BEGIN Available data

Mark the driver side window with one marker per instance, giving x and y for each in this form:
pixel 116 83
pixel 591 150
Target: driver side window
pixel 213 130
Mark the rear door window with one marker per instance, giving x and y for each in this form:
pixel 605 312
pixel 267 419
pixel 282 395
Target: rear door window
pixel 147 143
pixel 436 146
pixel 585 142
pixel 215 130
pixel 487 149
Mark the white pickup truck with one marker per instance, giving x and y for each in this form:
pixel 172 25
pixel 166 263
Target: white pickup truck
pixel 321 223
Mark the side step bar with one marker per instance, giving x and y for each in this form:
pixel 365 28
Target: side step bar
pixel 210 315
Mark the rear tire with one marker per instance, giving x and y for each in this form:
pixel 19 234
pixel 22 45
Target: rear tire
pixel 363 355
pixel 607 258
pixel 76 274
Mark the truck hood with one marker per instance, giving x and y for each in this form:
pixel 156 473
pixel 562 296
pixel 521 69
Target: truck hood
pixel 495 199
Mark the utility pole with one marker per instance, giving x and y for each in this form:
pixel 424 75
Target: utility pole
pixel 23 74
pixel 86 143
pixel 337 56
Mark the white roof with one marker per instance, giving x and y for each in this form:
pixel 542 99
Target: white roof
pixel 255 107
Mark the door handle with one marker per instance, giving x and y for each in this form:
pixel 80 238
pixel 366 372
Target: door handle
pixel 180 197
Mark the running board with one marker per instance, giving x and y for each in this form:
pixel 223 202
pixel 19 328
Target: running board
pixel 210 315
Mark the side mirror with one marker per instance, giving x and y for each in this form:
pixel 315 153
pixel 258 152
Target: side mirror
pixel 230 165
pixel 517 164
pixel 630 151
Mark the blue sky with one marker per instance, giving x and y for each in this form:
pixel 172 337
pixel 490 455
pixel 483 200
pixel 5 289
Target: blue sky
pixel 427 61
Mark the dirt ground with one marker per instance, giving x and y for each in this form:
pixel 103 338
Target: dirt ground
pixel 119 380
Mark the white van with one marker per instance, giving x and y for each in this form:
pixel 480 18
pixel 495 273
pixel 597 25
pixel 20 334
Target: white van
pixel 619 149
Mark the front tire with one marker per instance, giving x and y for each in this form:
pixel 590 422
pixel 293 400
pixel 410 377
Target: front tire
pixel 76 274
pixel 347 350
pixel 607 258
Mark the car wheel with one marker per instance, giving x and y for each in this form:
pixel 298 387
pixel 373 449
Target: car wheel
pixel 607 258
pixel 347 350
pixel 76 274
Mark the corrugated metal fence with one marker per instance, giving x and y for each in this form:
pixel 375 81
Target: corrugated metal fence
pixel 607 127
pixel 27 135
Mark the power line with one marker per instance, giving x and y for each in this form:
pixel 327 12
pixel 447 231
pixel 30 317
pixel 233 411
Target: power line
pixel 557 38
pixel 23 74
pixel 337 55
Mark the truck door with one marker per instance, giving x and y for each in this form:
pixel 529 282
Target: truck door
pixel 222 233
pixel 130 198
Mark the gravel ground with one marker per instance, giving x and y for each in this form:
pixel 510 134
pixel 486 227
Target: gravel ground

END Available data

- What you need to do: Transcribe every line of the data, exactly as it stands.

- Correct result:
Mark the driver side window with one marker per instance, giving x and y for each in this form:
pixel 116 83
pixel 591 150
Target: driver side window
pixel 213 130
Mark the rear door window with one marker per instance, giving x and y for each in this form:
pixel 605 312
pixel 267 419
pixel 282 395
Target: rear door window
pixel 147 143
pixel 436 146
pixel 585 142
pixel 215 130
pixel 487 149
Mark the white pickup truck with one marker per instance, giving x and y for each in this form:
pixel 172 25
pixel 166 263
Target: white pickup truck
pixel 321 223
Mark the side step bar with one marker per instance, giving x and y for each in this form:
pixel 365 28
Target: side step bar
pixel 210 315
Mark the rear tire with one marker per instance, giving x and y for each in this form:
pixel 19 234
pixel 22 45
Target: rear tire
pixel 363 355
pixel 607 258
pixel 76 274
Mark the truck hood with one marker per instance, giving x and y for each in this form:
pixel 156 473
pixel 562 296
pixel 521 69
Target: truck hood
pixel 495 199
Mark the utility pole with one marker per instance, giving x and y for each in this form:
pixel 424 75
Target: utility pole
pixel 23 74
pixel 86 143
pixel 337 56
Mark the white roof with one marker per instance, giving x and y for each in this form:
pixel 542 99
Target: white roof
pixel 255 107
Mark the door handle with one marker per instance, giving x and y for each in this form:
pixel 80 238
pixel 366 372
Target: door handle
pixel 180 197
Mark the running board with one marker per instance, giving x and y for each in this form:
pixel 223 202
pixel 19 328
Target: running board
pixel 210 315
Mark the side mirror with one marker per instance, giving x and y for each in this form:
pixel 315 153
pixel 258 152
Target: side mirror
pixel 230 165
pixel 517 164
pixel 630 151
Mark the blue sky with one marker per instance, giving x and y for each in this form:
pixel 172 337
pixel 490 455
pixel 483 200
pixel 5 289
Target: blue sky
pixel 427 61
Mark the dirt ground with one marker per instance, giving x and y for each in this form:
pixel 103 338
Target: dirt ground
pixel 119 380
Mark the white van with one marker per instance, giving x and y for each in this form:
pixel 480 18
pixel 495 273
pixel 597 25
pixel 20 334
Target: white van
pixel 619 149
Mark the front tire with one marker per instance, giving x and y for each in this form:
pixel 590 422
pixel 293 400
pixel 410 377
Target: front tire
pixel 76 274
pixel 347 350
pixel 607 258
Mark the car wheel with one marker per instance, giving x and y for each in this form:
pixel 298 387
pixel 373 449
Target: car wheel
pixel 607 258
pixel 347 350
pixel 76 274
Mark the corrugated metal fence with one marker per instance, giving x and y for each in this form:
pixel 375 81
Target: corrugated metal fence
pixel 607 127
pixel 27 135
Mark the power line with one marker per instance, giving x and y for each in this form:
pixel 327 12
pixel 447 231
pixel 30 317
pixel 233 411
Target: power line
pixel 557 38
pixel 23 74
pixel 337 55
Mark the truck door with one marker per instance, giving x and y for each in this form:
pixel 529 282
Target: truck door
pixel 222 233
pixel 130 198
Mark the gravel ground with one marker per instance, giving x and y for each in this form:
pixel 510 134
pixel 486 227
Target: gravel ground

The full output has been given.